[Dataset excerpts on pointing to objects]

========================================

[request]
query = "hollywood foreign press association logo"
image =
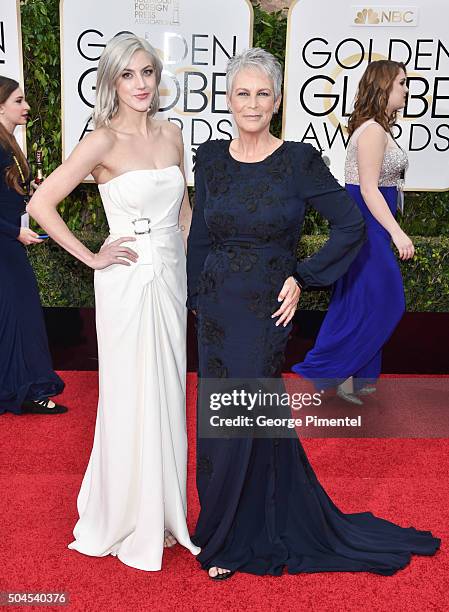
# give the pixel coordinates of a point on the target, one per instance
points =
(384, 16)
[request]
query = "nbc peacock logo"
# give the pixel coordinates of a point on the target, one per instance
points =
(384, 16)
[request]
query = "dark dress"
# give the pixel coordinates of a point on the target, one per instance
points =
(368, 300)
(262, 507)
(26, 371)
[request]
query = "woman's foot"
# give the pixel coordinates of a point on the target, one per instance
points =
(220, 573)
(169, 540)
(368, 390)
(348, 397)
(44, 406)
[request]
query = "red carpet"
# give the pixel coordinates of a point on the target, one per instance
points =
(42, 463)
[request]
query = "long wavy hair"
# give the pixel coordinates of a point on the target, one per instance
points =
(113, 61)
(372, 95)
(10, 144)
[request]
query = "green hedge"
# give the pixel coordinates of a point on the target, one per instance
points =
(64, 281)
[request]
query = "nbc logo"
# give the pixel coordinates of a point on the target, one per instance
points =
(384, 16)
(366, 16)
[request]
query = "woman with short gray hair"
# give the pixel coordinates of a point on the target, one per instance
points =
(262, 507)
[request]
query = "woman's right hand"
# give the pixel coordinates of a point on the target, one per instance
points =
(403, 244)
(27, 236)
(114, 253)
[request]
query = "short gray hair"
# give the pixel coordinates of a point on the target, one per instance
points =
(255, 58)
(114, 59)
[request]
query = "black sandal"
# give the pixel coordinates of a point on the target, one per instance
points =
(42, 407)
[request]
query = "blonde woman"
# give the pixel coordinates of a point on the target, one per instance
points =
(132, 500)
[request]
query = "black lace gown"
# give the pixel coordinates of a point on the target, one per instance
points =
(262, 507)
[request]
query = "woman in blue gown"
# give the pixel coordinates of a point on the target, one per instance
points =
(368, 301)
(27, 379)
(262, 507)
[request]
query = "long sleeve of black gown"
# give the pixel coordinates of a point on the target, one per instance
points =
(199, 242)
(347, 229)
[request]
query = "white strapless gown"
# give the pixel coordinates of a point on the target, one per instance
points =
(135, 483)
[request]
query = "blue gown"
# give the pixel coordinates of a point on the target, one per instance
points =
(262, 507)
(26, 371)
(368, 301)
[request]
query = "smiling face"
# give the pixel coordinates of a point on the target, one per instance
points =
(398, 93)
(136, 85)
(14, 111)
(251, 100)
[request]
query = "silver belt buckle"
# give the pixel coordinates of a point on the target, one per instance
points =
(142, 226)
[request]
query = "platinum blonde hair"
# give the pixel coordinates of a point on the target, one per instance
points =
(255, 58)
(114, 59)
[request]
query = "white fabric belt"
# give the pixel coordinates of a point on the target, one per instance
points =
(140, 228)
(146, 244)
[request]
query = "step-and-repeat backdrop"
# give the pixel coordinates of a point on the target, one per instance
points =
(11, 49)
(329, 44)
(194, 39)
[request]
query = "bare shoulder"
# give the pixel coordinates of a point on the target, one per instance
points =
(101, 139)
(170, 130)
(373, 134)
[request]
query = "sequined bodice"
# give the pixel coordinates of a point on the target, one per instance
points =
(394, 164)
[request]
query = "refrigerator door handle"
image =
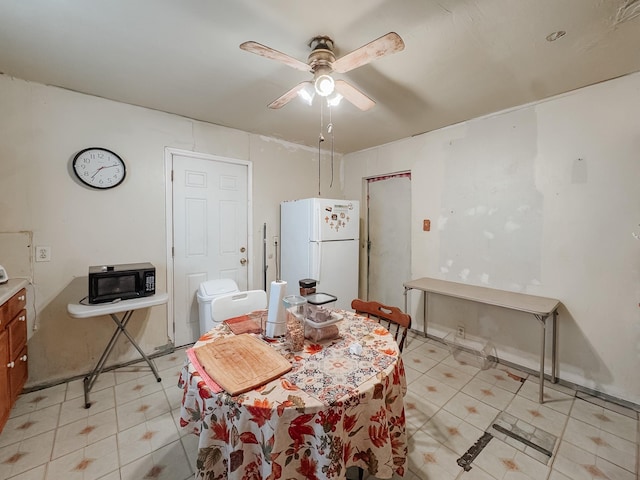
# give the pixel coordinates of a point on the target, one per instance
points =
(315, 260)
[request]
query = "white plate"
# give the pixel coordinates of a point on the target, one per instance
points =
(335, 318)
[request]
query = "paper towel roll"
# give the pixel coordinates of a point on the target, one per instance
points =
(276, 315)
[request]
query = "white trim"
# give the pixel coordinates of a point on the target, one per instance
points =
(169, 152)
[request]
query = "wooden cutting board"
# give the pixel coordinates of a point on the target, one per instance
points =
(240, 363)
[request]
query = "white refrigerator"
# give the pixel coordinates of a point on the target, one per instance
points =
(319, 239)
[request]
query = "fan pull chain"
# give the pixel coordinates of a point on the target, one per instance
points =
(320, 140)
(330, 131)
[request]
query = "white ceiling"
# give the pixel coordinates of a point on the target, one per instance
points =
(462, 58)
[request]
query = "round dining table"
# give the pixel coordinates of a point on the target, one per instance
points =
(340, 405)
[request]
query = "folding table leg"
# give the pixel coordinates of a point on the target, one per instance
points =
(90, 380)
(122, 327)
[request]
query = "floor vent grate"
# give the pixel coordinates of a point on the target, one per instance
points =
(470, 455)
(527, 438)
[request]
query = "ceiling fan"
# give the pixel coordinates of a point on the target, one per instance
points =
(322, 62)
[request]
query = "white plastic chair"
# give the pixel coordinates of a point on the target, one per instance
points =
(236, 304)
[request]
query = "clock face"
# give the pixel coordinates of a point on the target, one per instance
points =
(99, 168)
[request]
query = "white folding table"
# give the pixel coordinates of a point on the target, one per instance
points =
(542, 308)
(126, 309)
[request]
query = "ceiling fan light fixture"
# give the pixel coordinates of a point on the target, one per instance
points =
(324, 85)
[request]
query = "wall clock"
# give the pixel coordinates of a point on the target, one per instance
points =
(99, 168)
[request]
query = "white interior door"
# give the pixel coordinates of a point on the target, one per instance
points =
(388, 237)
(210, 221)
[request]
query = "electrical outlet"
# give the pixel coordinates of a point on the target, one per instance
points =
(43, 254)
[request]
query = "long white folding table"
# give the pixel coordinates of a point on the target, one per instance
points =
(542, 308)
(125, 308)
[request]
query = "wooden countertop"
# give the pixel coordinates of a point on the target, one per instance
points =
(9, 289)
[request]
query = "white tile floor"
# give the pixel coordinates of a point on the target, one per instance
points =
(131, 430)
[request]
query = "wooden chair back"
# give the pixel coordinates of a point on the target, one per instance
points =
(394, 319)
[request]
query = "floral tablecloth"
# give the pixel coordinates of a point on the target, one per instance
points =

========================================

▸ TASK INSTRUCTIONS: Pick out every line of the data that contains the word "gown", matching case exactly, and copy those lines.

▸ FULL SOLUTION:
query = "black lace gown"
query = "woman in blue gown"
query = "long sleeve of black gown"
query = "white strapless gown"
query = "blue gown"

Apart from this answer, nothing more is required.